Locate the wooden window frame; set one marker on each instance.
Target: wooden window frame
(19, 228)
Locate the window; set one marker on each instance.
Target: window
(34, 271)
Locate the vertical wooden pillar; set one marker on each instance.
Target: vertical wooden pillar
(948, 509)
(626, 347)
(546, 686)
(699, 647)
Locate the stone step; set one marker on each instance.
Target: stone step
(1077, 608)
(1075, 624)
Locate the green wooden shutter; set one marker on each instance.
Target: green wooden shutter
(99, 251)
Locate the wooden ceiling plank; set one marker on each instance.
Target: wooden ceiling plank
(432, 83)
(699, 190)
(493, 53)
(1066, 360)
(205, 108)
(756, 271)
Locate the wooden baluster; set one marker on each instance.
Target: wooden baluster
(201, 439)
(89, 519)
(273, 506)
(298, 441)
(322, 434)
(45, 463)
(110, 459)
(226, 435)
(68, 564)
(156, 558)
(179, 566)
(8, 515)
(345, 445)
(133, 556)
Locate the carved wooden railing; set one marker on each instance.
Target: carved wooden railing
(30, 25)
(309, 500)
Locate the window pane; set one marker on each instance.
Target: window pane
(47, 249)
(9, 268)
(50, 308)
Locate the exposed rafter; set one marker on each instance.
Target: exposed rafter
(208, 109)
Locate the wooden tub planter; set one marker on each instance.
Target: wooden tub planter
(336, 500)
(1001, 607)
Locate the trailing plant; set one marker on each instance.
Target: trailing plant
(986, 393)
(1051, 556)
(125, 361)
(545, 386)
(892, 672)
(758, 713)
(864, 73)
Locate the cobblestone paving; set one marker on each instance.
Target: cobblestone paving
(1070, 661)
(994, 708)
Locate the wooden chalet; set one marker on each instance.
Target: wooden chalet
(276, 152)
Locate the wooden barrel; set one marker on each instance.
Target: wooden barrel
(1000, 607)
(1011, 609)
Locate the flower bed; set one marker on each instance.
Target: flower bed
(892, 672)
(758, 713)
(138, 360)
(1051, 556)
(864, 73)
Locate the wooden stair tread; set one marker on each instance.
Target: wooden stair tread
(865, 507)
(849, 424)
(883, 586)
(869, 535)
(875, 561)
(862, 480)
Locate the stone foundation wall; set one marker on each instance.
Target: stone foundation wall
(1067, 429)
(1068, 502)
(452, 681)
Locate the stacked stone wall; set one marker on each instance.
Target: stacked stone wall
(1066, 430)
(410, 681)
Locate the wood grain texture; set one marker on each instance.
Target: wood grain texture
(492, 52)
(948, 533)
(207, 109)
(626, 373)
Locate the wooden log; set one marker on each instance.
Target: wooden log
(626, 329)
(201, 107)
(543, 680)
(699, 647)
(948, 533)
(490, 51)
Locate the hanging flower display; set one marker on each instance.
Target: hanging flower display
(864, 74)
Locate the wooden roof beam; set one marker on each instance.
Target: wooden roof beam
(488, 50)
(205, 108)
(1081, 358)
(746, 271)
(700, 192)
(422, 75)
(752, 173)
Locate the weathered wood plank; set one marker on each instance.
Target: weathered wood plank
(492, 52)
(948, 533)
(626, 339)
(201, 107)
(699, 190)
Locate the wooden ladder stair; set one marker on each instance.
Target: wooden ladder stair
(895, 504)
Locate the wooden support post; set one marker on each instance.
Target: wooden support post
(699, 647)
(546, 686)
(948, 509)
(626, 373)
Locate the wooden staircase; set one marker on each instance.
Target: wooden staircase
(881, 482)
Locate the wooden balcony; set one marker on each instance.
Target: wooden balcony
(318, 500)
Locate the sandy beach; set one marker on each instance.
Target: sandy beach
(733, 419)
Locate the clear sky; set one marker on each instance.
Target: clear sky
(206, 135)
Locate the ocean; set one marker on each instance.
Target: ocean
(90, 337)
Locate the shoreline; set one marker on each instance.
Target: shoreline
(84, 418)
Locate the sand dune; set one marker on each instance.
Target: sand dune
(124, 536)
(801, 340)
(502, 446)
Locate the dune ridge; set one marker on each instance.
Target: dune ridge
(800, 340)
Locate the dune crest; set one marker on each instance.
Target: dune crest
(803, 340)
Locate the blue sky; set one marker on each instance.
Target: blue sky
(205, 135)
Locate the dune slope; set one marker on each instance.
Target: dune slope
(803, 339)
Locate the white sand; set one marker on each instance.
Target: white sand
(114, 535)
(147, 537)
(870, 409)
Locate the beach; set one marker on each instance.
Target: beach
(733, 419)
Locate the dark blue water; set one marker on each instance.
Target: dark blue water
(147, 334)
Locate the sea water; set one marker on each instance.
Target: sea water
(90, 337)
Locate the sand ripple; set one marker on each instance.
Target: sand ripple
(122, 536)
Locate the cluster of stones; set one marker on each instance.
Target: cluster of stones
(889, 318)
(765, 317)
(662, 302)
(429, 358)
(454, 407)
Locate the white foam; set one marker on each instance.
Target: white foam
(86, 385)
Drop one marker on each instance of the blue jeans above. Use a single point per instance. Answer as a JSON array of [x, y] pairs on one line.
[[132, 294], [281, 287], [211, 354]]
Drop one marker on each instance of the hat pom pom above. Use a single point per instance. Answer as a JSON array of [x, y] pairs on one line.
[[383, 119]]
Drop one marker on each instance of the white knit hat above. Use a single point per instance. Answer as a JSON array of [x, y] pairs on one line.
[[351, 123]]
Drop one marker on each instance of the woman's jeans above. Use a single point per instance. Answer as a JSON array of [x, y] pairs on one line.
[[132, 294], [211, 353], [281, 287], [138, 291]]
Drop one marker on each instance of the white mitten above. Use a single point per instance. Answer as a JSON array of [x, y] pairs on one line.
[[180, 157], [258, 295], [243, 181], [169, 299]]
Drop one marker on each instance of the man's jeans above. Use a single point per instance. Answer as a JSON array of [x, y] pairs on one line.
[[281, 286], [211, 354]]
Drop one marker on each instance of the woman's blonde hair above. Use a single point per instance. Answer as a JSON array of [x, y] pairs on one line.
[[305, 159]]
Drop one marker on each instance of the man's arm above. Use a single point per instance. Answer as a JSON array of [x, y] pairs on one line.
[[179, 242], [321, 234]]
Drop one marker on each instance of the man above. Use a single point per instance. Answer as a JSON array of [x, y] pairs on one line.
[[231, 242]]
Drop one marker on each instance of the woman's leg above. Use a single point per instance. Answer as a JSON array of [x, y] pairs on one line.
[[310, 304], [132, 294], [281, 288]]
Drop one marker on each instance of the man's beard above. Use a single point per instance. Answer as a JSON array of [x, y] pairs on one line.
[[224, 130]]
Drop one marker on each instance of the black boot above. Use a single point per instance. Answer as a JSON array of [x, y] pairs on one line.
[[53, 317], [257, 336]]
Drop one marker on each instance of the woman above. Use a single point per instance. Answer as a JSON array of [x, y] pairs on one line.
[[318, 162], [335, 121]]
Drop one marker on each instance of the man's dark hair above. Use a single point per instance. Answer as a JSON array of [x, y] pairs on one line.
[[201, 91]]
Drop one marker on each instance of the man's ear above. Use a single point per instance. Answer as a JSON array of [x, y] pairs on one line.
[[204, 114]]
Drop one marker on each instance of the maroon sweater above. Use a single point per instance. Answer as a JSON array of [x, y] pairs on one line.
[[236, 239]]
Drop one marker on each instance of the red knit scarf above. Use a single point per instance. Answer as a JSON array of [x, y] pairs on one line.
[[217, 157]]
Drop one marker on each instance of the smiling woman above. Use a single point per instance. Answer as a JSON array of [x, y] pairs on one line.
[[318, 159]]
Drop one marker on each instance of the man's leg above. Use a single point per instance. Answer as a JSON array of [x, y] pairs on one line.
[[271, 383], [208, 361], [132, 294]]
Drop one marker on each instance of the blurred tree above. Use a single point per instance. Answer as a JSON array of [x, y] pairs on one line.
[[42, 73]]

▶ [Exercise requirements]:
The answer must consist of every entry, set down exactly as given.

▶ [Result of this task]:
Locate the wooden window frame; set one marker on each instance.
Target: wooden window frame
(19, 228)
Locate the window; set one marker on each instance.
Target: window
(34, 271)
Locate the vertical wooden pillar; set one marker on each instance.
Target: vertical wooden pillar
(948, 509)
(626, 347)
(546, 686)
(699, 647)
Locate the stone step; set one marker on each instance.
Target: stone step
(1077, 608)
(1075, 624)
Locate the green wooden shutter; set one marker on each instance.
Target: green wooden shutter
(99, 251)
Locate the wooden ceiling plank; set one marker on each instance.
Target: wooden ceiling plank
(432, 83)
(699, 190)
(493, 53)
(1066, 360)
(205, 108)
(756, 271)
Locate the wooden baluster; set one marker on each instance.
Target: wooden baluster
(201, 439)
(89, 519)
(273, 506)
(298, 441)
(322, 434)
(45, 463)
(110, 459)
(226, 435)
(68, 564)
(156, 558)
(179, 566)
(8, 515)
(345, 445)
(133, 556)
Locate the carved wooden railing; set one marker on each instance.
Target: carved wooden railing
(30, 25)
(309, 500)
Locate the window pane; set one marker on each instance.
Target: window pane
(47, 249)
(9, 268)
(50, 308)
Locate the exposed rafter; set one marker on each instance.
Target: exposed rafter
(208, 109)
Locate the wooden tub planter; set one marker on each instance.
Target: wooden tub planter
(336, 500)
(1001, 607)
Locate the trailing plant; set one marker on each instance.
Target: trailing plant
(986, 393)
(1051, 556)
(125, 361)
(545, 386)
(892, 672)
(758, 713)
(864, 73)
Locate the cobblestone paving; set one marker on each instance.
Target: cobblestone paving
(1070, 661)
(994, 708)
Locate the wooden chalet; set one marker on each instance.
Target: wooden chalet
(276, 152)
Locate the wooden barrel; set one marker on each instance.
Target: wooden barrel
(1000, 607)
(1011, 609)
Locate the flower bed; set one marker on each instance.
Target: flower bed
(892, 672)
(758, 713)
(138, 360)
(1051, 556)
(864, 73)
Locate the wooden stair tread; set one marker on each instance.
Target: wooden stair tread
(865, 507)
(849, 424)
(883, 586)
(869, 535)
(875, 561)
(862, 480)
Locate the stone foundation wall; set one marker on each instance.
Target: stone foundation wall
(1067, 429)
(1068, 502)
(452, 681)
Locate the stacked stone wall; set one marker on each instance.
Target: stacked stone wall
(1066, 430)
(410, 681)
Locate the wood grain texture; set one marker on each instance.
Target: wood grain texture
(492, 52)
(948, 533)
(207, 109)
(626, 373)
Locate the wooden log; set one marker on each instance.
Target: wooden log
(626, 329)
(201, 107)
(543, 680)
(699, 647)
(948, 533)
(490, 51)
Locate the hanging flower display; set one marker on each instance.
Target: hanging flower display
(864, 74)
Locate the wooden roof beam; set one marker on each instance.
Target: wooden roof beam
(488, 50)
(205, 108)
(1081, 358)
(746, 271)
(700, 192)
(422, 75)
(752, 173)
Locate the weathered wood plank; set one marker on each instance.
Target: weathered wood plank
(492, 52)
(948, 533)
(626, 339)
(201, 107)
(699, 190)
Locate the wooden ladder stair; set one marker on each instance.
Target: wooden ladder stair
(895, 504)
Locate the wooden support post; set one marker on each instance.
Target: wooden support post
(699, 647)
(546, 686)
(948, 509)
(626, 373)
Locate the wooden staircase; set one marker on each instance.
Target: wooden staircase
(881, 482)
Locate the wooden balcony; set one marker on each instance.
Target: wooden balcony
(318, 500)
Locate the sandy beach; set one marker on each instance.
Target: sandy beach
(733, 419)
Locate the clear sky; set one marker on each instance.
Target: clear sky
(206, 135)
Locate the ocean; set one marker on each instance.
Target: ocean
(90, 337)
Locate the shoreline; set one marker on each instance.
Target: shoreline
(84, 418)
Locate the sand dune; set one marker on each instance.
Target: sand dune
(124, 536)
(801, 340)
(502, 446)
Locate the dune ridge; set one marker on each instance.
Target: dune ridge
(800, 340)
Locate the dune crest; set one marker on each instance.
Target: dune crest
(803, 340)
Locate the blue sky; set one marker on each instance.
Target: blue sky
(205, 135)
Locate the dune slope; set one marker on each instance.
Target: dune slope
(803, 339)
Locate the white sand; set one marker on each instance.
Target: white sand
(114, 535)
(147, 537)
(870, 409)
Locate the beach; set one marker on each instance.
Target: beach
(733, 419)
Locate the dark blue water; set one marker on each instance.
Target: dark blue water
(147, 334)
Locate the sea water; set one marker on each instance.
Target: sea water
(90, 337)
Locate the sand ripple; set one marker on each instance.
Target: sand ripple
(122, 536)
Locate the cluster of stones; set one marker on each instance.
Target: cluster of stones
(889, 318)
(765, 317)
(662, 302)
(429, 358)
(454, 407)
Locate the white foam; set one marker on each instance.
Target: white foam
(86, 385)
Drop one marker on each instance of the blue jeans above. Use a single point per instance. Answer as a JSON array of [x, y] pairs on one line.
[[132, 294], [281, 287], [211, 354]]
Drop one marker on each instance of the hat pom pom above. Use a single point per instance. Answer as a JSON array of [x, y] pairs on one line.
[[383, 119]]
Drop one marker on each instance of the white knit hat above. Use a single point per instance. Answer as a JSON array of [x, y] pairs on one line.
[[351, 123]]
Drop one marker on each instance of the woman's jeans above. Use a single point per instance. Answer as a JSON array of [x, y] pairs on one line.
[[132, 294], [211, 353], [281, 287], [138, 291]]
Drop one marker on each instance of the white mitten above. Use a single point per instance. Answer as a JSON array of [x, y] pairs on one line.
[[180, 157], [258, 295], [243, 181], [169, 299]]
Drop one marker on each instance of the man's jeans above. Use a single point per instance. Answer as a JSON array of [x, y] pairs on one line.
[[281, 286], [211, 354]]
Drop one marker on each instance of the woman's blonde hair above. Use a single point per instance. Answer as a JSON array of [x, y] pairs on one line.
[[305, 159]]
Drop one marker on each instance of the man's arm above. Use a single point per instance. Answer as a JSON array of [x, y] pairs on one line.
[[179, 242], [321, 234]]
Drop one marker on each instance of the man above. Use a single point per instance. Answer as a JSON array of [x, y] pairs on one line.
[[231, 242]]
Drop one marker on each instance of the woman's leg above. Use a single point per instance. Answer as a JSON array of [x, y] pairs on one line.
[[310, 304], [132, 294], [281, 288]]
Drop one marker on each instance of the man's beard above. Use a single point per instance. Answer as a JSON array of [x, y] pairs on one line.
[[224, 130]]
Drop one marker on each instance of the black boot above. Use a single point per instance. Answer as a JSON array of [x, y] pairs on one line.
[[53, 317], [257, 336]]
Drop one marker on each instance of the woman above. Use a single point per instance. Answer as a JSON array of [x, y] pairs on one line.
[[318, 162], [335, 121]]
Drop one marker on each instance of the man's dark hair above. Use a single point per instance. Answer as a JSON array of [x, y] pairs on one line.
[[201, 91]]
Drop one marker on each instance of the man's ear above. Use a single point per instance. Answer as a JSON array of [x, y] pairs on one line.
[[204, 114]]
Drop one marker on each instance of the maroon sweater above. Use a single point per instance. Answer as a JSON array of [x, y] pairs on one line.
[[236, 239]]
Drop one marker on each instance of the red knit scarf above. Use a single point per instance. Answer as a JSON array of [x, y] pairs on one line.
[[217, 157]]
Drop one marker on each instance of the smiling woman above. Use a single point per instance. Answer as a JSON array of [x, y] pairs on one line.
[[318, 159]]
Drop one marker on each instance of the man's leg above. Use a single point per instance. Answer as a JSON array of [x, y] pairs on one line.
[[271, 383], [208, 361], [132, 294]]
Drop one marker on each instance of the blurred tree above. Use a single point per instance. Answer as a JSON array of [x, y] pairs on one line.
[[42, 73]]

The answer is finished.